Page extract Block Start

Paul Kersey has a degree in Natural Sciences from the University of Cambridge. He studied for his Ph.D. at the University of Edinburgh and subsequently worked in the MRC Laboratory of Human Genetics, studying on the cell cycle of fission yeast, before leaving the laboratory to focus on bioinformatics and data management. He currently works at EMBL-EBI where, since 2008, he has been in charge of the the expansion of Ensembl to cover non-vertebrate species, including human pathogens, disease vectors, crop plants, and model species.
Ensembl: Structuring Knowledge for Biomedical Application
Since the first completed genome was deciphered in 1995, the genomic sequence of many thousands more species has been determined, including humans, plants, fungi and bacteria, and ranging from well-studied model systems to un-culturable organisms known only through their sequence. Ensembl is a platform for the analysis, display and dissemination of genome data and has been used in the context of many genome sequencing projects over the last fifteen years, both exploiting and encouraging the culture of open data in the biological sciences. But this huge resource of data is but one dimension of a larger matrix of genome x environment interactions which determine the observed characteristics of living organisms. In this talk I will show how the novel experimental techniques have driven the development of new data structures within Ensembl to capture genomic variation at multiple scales and its relationship to phenotype; and how growing data volumes have resulted in new, scalable approaches to data integration, interpretation and access. Finally, I will explore potential applications of reference genomic data to human health and nutrition, made possible by the growing richness of the data landscape.

Page extract Block End

◆ **Required tasks**
a – Recast the paragraph of the Ensembl page that begins "Paul Kersey has a degree" as a short list of its main facts.
b – Repeat the Ensembl page word for word from "Paul Kersey has" to "and model species.".
The material after the Ensembl page has nothing to do with it.

Study material Block Start

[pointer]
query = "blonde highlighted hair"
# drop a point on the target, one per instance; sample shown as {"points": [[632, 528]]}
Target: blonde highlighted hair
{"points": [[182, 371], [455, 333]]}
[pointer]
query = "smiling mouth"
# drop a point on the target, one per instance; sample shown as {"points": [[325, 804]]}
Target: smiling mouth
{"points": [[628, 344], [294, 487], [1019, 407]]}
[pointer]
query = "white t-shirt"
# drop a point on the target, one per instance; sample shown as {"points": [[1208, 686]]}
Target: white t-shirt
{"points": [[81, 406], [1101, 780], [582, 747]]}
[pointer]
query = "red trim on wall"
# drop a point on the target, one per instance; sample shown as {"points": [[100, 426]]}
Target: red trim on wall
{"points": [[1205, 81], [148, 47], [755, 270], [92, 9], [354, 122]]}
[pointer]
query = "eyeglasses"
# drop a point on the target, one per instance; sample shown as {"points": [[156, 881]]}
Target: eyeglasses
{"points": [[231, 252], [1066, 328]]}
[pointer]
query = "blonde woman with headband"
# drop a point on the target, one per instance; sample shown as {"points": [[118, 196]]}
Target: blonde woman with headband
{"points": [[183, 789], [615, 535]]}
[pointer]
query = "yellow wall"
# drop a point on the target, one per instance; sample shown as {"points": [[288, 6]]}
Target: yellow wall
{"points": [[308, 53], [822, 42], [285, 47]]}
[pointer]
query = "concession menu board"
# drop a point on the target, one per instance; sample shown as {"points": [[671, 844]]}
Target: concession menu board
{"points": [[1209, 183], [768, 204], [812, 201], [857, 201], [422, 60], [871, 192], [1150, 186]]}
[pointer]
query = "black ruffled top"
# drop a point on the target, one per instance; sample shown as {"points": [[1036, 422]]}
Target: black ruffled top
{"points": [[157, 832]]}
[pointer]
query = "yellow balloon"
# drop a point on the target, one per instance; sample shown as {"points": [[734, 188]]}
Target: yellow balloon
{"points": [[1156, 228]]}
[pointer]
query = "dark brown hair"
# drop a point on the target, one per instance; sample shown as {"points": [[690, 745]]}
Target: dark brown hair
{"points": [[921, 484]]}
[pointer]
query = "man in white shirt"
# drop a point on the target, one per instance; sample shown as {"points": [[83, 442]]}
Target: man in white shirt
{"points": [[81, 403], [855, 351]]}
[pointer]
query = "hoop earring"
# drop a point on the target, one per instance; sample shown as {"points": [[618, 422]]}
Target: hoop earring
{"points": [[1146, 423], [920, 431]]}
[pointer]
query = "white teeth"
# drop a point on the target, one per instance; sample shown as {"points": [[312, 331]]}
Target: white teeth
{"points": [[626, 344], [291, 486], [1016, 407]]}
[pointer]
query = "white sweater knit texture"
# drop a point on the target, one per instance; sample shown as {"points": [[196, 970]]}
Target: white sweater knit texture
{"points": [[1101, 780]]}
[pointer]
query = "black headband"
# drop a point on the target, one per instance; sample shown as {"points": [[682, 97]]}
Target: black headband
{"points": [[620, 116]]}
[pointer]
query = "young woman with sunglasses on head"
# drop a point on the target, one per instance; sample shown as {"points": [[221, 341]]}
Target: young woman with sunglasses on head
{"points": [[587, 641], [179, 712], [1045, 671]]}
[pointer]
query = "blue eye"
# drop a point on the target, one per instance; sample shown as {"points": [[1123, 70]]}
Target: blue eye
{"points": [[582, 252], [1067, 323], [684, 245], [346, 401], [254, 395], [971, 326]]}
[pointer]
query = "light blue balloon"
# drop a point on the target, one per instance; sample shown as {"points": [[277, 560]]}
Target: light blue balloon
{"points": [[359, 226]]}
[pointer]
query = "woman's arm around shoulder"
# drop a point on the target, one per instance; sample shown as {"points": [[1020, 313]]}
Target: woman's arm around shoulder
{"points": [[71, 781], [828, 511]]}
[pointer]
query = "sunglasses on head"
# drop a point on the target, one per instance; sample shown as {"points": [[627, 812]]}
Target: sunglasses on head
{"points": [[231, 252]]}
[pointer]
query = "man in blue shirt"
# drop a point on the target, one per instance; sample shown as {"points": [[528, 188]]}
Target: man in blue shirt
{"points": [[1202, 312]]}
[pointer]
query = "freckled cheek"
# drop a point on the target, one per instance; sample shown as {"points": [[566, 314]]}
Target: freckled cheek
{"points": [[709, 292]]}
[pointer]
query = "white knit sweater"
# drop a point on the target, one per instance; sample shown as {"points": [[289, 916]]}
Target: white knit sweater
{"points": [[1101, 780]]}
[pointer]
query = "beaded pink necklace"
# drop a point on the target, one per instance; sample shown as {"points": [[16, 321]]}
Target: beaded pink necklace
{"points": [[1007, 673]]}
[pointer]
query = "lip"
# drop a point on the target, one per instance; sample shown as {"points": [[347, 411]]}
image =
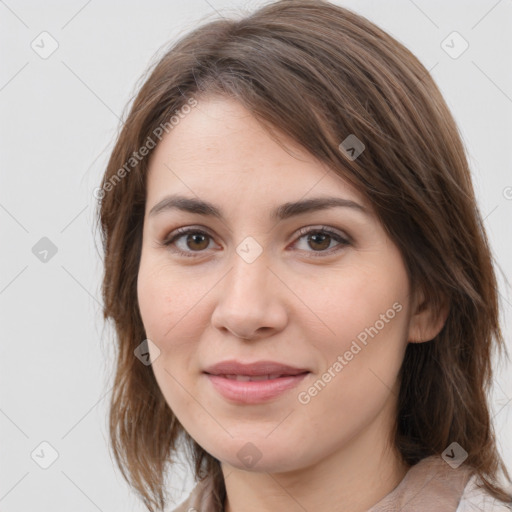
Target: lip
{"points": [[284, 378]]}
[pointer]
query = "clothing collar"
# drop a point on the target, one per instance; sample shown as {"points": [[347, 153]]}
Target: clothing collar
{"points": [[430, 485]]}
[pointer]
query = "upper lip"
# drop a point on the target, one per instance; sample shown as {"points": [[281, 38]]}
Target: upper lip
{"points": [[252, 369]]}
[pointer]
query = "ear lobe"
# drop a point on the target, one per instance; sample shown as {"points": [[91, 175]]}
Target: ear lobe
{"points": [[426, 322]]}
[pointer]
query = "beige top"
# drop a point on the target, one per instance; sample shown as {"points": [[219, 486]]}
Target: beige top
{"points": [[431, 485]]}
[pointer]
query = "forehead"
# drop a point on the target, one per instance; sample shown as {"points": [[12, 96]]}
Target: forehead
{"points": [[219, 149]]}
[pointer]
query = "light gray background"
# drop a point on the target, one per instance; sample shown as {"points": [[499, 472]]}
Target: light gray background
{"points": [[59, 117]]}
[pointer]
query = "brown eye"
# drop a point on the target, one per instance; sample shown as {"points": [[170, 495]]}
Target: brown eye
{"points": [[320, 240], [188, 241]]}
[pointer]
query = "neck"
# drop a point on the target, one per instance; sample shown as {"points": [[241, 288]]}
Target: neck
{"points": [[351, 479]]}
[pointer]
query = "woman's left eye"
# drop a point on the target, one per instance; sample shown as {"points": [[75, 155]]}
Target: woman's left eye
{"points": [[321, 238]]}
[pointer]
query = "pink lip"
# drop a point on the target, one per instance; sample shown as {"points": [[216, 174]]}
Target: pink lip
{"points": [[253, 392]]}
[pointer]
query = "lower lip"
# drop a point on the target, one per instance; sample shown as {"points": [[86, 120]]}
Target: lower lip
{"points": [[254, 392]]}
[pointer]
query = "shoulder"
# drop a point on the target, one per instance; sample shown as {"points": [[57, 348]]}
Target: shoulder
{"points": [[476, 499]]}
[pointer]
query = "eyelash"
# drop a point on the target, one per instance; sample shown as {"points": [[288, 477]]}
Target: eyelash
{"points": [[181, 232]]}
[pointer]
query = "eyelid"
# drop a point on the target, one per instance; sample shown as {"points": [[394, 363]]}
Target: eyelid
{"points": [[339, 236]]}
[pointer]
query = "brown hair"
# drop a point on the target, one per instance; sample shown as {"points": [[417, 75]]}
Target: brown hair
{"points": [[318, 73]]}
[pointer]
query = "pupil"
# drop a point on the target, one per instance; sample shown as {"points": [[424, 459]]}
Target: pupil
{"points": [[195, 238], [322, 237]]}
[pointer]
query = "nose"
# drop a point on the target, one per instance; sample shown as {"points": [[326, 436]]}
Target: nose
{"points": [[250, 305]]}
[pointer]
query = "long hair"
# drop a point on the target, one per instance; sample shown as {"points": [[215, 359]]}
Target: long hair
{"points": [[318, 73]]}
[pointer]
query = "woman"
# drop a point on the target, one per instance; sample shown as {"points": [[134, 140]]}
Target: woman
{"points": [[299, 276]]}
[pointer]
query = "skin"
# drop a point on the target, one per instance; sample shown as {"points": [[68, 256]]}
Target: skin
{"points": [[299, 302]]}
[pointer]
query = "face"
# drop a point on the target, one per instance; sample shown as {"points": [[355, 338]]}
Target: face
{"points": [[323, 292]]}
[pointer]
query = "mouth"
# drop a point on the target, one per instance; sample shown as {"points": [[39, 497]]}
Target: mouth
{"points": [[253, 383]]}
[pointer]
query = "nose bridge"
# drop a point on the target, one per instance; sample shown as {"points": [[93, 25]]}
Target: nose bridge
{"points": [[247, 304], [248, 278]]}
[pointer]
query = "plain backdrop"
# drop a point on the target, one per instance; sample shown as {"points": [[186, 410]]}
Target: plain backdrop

Study material Block End

◆ **Outputs in order**
a –
- Degree in Natural Sciences from the University of Cambridge
- Ph.D. studies at the University of Edinburgh
- Worked at the MRC Laboratory of Human Genetics on the cell cycle of fission yeast
- Left lab work to focus on bioinformatics and data management
- Now works at EMBL-EBI
- Since 2008, in charge of expanding Ensembl to non-vertebrate species, including human pathogens, disease vectors, crop plants and model species

b –
Paul Kersey has a degree in Natural Sciences from the University of Cambridge. He studied for his Ph.D. at the University of Edinburgh and subsequently worked in the MRC Laboratory of Human Genetics, studying on the cell cycle of fission yeast, before leaving the laboratory to focus on bioinformatics and data management. He currently works at EMBL-EBI where, since 2008, he has been in charge of the the expansion of Ensembl to cover non-vertebrate species, including human pathogens, disease vectors, crop plants, and model species.